** start Text block **
I'm pretty sure a bunch of tools come up to mind when talking about those challenges. Tools like tcpdump, iperf, tc, iproute suite, eBPF tracing etc. Just using one of them for a single Pod is already a challenge. But how can we use them spread over a large cluster on specific pods, namespaces and nodes? Doing that seamlessly without disturbing or changing kubernetes resources at all?
That's the motivation behind the snoopy-operator. Snoopy, for short, manages multiple jobs running special tools against selected or labeled pods across multiple nodes collecting valuable information without changing the pod's object or affecting the pod's cpu budget for example.
In order to achieve it's results it makes use of podtracer a utility that makes incredibly easy running all those mentioned tools and many others targeting pods and, more specifically, containers inside those pods. By using podtracer instances as Scheduled Job instances many vital pieces of information can be captured and transferred to a central location from many different nodes at the same time.
At this moment snoopy-operator can run podtracer through its jobs and use networkign tools to accomplish desired tasks targeting labeled Pods. For the moment only network related tools have been successfuly tested. Among many desired features we highlight a few that are part of our community discussions below:
- Send the retrieved data to a central server (Kafka for ex.) to be consumed by specialized processes as part of a data processing pipeline.
- Including tools that can go beyond networking when needed.
- Including eBPF filters for security monitoring.
- The creation of a data pipeline and dashboard to analyze and publish results.
The data endpoint is a workload that carries a gRPC server to gather all the data captured from target pods. For now all it takes is a service name and a service port.
Here is an example CR for SnoopyDataEndpoint:
apiVersion: data.fennecproject.io/v1alpha1
kind: SnoopyDataEndpoint
metadata:
name: snoopydataendpoint-sample
spec:
serviceName: snoopy-data-svc
servicePort: 51001
The snoopy jobs are kubernetes jobs or kubernetes cronjobs depending on the desired configuration. If you use the schedule field with the same syntax string as a Linux or kubernetes cronjob it becomes a cronjob. If not it runs once immediately as a simple Job. Those jobs execute Pods running the podtracer tool.
Here is an explained CR for SnoopyJob:
apiVersion: job.fennecproject.io/v1alpha1
kind: SnoopyJob
metadata:
name: snoopy-samplejob
spec:
command: "tcpdump"
args: "-n -i eth0"
labelSelector: {
networkMonitor: "true",
}
targetNamespace: cnf-telco
timer: "2m"
dataServiceIP: "172.30.217.41"
dataServicePort: "51001"
command: The command, tool or task to be run against your Pod. Examples would be tcpdump, iperf, ip etc.
args: The arguments to those commands. For example with tcpdump it would be everything that comes after the command itself like -ni eth0 -w myfile.pcap etc.
** end Text block **
> _Required actions_
(a) Reproduce the stretch of the snoopy-operator text from "- Including tools" through "a service port.", renaming "dashboard" to "monitoring console".
(b) Copy verbatim the stretch of the records from their start through the line that contains "x=412 y=348".
** start Input for this task **
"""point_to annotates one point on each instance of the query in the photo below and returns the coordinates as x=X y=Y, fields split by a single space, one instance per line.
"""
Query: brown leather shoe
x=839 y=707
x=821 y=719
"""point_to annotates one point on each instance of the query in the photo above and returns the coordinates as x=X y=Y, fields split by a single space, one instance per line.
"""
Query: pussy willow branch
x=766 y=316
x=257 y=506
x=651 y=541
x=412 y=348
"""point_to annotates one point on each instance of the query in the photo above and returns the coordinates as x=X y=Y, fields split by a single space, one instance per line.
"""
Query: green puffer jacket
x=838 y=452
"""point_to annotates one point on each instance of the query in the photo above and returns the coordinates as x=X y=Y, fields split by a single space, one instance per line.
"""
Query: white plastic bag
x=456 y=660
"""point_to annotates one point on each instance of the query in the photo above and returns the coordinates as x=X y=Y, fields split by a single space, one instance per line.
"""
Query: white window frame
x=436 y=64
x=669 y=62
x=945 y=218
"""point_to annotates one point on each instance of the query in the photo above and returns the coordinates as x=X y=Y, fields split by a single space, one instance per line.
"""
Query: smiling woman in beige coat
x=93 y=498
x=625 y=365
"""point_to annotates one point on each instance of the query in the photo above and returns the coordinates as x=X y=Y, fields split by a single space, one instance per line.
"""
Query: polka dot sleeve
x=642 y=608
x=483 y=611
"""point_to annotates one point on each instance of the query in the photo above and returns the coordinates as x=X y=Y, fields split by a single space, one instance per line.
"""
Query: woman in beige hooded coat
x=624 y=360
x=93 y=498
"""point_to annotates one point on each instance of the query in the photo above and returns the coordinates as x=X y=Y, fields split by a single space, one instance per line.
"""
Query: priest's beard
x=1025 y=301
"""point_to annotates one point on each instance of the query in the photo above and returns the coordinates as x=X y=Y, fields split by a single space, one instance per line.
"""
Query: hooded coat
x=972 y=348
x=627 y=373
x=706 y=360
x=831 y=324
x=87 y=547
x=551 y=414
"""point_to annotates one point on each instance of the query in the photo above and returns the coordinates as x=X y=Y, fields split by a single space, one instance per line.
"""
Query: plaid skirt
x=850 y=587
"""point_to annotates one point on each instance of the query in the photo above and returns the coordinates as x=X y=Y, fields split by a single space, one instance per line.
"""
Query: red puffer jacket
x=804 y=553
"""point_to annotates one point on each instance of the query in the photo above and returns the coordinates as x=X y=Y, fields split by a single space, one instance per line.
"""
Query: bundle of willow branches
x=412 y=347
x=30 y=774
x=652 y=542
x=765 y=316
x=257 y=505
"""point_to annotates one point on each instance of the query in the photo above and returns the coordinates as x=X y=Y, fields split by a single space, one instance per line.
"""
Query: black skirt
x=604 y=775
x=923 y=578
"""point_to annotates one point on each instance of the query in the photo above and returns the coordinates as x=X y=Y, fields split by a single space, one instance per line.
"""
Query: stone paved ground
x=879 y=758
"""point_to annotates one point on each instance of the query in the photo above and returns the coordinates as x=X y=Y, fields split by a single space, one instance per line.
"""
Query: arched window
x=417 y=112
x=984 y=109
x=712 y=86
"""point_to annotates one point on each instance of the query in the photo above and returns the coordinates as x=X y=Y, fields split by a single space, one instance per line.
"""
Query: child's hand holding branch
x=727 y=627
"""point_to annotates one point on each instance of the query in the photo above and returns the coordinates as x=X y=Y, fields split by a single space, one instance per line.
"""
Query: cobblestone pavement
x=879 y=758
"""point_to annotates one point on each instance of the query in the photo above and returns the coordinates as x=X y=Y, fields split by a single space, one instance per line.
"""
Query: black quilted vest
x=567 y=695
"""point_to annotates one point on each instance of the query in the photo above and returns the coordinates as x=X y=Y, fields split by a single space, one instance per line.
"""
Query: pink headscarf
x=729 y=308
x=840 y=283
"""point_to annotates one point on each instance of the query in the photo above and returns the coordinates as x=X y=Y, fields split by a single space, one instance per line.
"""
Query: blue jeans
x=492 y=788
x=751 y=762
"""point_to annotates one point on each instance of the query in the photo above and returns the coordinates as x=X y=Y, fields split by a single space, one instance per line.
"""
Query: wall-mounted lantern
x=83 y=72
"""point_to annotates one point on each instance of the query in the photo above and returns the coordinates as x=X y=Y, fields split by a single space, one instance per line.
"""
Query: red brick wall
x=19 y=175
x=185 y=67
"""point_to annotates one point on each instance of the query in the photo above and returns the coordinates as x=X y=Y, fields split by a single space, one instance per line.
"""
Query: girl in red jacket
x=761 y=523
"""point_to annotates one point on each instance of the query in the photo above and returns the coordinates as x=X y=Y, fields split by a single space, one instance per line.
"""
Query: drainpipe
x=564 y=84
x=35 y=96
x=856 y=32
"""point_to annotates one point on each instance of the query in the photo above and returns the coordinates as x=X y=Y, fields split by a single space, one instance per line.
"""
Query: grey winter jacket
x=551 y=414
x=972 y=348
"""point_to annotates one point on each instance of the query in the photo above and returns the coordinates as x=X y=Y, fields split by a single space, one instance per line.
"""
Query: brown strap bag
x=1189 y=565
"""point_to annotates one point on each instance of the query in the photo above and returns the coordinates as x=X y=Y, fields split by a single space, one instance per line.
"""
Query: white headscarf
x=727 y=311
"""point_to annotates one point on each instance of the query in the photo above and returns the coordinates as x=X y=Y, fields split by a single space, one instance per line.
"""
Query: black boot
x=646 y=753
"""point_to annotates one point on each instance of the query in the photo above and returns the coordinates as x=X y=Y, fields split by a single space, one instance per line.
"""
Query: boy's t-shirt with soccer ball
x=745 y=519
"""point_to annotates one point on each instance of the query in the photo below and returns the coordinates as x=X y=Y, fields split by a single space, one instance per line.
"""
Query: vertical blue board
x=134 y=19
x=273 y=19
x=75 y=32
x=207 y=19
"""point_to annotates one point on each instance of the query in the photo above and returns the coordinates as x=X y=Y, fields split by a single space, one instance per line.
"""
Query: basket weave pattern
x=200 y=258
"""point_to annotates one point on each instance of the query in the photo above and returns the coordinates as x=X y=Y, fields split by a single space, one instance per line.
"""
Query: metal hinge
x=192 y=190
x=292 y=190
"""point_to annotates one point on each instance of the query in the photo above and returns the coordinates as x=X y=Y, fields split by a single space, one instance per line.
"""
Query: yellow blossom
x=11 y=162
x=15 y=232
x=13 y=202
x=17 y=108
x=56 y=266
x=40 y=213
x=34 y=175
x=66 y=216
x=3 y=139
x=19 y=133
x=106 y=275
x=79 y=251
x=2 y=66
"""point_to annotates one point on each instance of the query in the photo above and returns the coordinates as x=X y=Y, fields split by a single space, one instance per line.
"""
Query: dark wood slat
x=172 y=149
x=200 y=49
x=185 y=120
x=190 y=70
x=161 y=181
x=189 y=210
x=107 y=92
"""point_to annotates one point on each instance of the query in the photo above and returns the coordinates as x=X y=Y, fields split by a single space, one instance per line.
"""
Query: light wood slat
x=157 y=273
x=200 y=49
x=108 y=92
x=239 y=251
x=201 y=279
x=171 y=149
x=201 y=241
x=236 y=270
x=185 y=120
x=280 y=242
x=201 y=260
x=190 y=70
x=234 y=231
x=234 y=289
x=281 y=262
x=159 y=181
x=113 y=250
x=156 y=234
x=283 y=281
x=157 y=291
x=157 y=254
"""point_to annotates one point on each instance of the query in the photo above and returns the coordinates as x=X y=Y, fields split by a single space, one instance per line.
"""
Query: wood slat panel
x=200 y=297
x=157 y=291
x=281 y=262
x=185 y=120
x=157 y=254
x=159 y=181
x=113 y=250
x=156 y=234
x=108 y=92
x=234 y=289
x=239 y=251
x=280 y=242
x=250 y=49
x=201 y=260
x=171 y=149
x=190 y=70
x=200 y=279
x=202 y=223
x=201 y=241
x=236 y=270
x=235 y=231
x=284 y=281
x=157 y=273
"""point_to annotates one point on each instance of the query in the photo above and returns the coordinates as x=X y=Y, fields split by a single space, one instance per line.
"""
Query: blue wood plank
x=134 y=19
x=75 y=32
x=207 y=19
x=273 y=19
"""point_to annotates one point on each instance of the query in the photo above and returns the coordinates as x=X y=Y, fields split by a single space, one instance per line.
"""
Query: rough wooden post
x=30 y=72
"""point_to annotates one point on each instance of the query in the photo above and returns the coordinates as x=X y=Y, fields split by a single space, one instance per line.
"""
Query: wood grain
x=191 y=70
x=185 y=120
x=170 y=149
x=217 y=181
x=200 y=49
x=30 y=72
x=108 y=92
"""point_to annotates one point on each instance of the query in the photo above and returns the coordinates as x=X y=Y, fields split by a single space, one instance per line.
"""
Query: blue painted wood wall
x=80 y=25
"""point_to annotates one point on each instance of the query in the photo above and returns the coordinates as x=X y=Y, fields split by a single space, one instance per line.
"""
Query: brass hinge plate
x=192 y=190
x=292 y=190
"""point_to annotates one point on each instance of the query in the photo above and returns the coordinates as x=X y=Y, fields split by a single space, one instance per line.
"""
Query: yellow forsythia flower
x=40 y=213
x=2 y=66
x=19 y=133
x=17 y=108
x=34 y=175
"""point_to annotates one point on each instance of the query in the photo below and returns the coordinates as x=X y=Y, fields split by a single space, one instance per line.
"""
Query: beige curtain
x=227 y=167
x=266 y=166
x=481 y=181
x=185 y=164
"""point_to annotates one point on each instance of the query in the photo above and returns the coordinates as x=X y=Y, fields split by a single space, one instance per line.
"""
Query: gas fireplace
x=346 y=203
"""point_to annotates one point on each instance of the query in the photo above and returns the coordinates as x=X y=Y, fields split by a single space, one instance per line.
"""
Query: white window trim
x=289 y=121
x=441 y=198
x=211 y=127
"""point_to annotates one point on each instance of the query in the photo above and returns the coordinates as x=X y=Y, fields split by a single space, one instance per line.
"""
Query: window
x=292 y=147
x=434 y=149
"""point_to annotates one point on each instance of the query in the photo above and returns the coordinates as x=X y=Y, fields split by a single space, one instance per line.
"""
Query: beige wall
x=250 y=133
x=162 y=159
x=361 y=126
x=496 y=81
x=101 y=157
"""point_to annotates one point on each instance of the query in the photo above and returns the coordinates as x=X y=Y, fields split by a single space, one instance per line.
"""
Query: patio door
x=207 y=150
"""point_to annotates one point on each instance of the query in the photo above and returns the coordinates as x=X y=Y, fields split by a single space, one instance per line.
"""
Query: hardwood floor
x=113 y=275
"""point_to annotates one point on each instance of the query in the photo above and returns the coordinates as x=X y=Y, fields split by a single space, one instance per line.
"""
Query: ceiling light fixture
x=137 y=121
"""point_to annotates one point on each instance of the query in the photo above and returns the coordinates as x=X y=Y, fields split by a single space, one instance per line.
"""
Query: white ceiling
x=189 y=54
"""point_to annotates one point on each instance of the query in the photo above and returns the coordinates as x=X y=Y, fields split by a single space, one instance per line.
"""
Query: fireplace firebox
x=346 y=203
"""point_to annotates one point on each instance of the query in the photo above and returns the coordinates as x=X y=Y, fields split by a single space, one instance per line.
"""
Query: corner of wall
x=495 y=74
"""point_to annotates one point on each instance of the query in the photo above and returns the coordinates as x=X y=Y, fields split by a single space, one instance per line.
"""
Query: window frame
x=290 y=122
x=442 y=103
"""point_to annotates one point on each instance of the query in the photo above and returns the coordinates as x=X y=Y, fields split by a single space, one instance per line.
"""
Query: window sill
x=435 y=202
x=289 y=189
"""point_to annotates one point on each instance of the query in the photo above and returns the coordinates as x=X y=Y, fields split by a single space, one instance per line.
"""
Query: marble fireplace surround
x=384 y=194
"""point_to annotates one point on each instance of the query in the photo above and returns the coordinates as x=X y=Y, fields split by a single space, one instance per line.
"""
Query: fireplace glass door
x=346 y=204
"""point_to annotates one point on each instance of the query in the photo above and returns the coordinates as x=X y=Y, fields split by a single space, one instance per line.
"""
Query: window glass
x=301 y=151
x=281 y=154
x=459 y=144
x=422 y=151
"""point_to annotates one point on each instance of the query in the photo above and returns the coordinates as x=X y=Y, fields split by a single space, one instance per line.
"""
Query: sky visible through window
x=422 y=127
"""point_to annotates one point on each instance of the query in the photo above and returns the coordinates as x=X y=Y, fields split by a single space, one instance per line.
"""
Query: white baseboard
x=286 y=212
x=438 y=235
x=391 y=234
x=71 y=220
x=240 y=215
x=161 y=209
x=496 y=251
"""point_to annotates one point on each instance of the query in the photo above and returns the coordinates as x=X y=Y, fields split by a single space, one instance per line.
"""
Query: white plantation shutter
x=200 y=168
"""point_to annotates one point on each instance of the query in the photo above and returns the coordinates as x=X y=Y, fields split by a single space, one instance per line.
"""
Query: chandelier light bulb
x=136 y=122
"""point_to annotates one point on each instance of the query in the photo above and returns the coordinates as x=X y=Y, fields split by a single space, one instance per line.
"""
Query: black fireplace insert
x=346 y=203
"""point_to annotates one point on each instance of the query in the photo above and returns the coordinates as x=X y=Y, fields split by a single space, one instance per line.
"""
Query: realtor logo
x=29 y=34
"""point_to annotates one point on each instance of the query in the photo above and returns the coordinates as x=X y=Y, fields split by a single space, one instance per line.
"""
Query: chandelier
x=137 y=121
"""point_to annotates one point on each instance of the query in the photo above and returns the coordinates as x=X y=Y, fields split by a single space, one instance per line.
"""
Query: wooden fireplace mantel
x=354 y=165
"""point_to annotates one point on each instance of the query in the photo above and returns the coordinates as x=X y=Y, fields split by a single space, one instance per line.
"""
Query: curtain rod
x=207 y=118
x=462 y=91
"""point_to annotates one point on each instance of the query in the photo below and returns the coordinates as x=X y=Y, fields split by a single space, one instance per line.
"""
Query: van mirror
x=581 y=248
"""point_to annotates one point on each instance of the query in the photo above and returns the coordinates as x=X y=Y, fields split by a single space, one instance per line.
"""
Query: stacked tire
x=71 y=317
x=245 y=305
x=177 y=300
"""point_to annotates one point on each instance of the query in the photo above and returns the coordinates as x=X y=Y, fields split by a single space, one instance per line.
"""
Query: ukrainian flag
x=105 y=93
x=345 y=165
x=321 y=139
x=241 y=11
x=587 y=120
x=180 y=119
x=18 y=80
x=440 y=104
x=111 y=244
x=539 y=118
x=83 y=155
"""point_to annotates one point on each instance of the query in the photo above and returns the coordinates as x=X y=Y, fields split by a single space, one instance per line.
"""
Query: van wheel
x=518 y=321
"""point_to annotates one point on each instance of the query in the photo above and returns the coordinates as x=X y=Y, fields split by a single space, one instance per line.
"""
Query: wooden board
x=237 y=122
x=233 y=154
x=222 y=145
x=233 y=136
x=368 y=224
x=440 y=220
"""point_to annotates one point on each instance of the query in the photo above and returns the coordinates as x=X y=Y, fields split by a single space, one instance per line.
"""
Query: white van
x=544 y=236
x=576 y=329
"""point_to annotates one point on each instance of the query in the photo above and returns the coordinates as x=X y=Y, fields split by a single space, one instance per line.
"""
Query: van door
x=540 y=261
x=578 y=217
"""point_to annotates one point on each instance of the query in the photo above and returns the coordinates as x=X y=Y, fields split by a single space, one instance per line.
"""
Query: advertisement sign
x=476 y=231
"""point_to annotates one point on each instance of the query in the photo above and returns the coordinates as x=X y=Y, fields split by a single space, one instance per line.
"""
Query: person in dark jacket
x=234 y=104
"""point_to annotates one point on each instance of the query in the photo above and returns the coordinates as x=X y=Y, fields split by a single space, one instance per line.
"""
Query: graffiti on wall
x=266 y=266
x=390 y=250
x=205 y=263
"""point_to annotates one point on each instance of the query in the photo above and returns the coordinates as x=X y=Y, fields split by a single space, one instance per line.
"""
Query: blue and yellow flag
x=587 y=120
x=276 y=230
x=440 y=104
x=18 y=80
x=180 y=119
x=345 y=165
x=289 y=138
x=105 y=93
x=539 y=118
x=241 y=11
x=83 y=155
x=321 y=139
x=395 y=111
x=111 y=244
** end Input for this task **
> _Solution list_
(a)
- Including tools that can go beyond networking when needed.
- Including eBPF filters for security monitoring.
- The creation of a data pipeline and monitoring console to analyze and publish results.
The data endpoint is a workload that carries a gRPC server to gather all the data captured from target pods. For now all it takes is a service name and a service port.

(b)
"""point_to annotates one point on each instance of the query in the photo below and returns the coordinates as x=X y=Y, fields split by a single space, one instance per line.
"""
Query: brown leather shoe
x=839 y=707
x=821 y=719
"""point_to annotates one point on each instance of the query in the photo above and returns the coordinates as x=X y=Y, fields split by a single space, one instance per line.
"""
Query: pussy willow branch
x=766 y=316
x=257 y=506
x=651 y=541
x=412 y=348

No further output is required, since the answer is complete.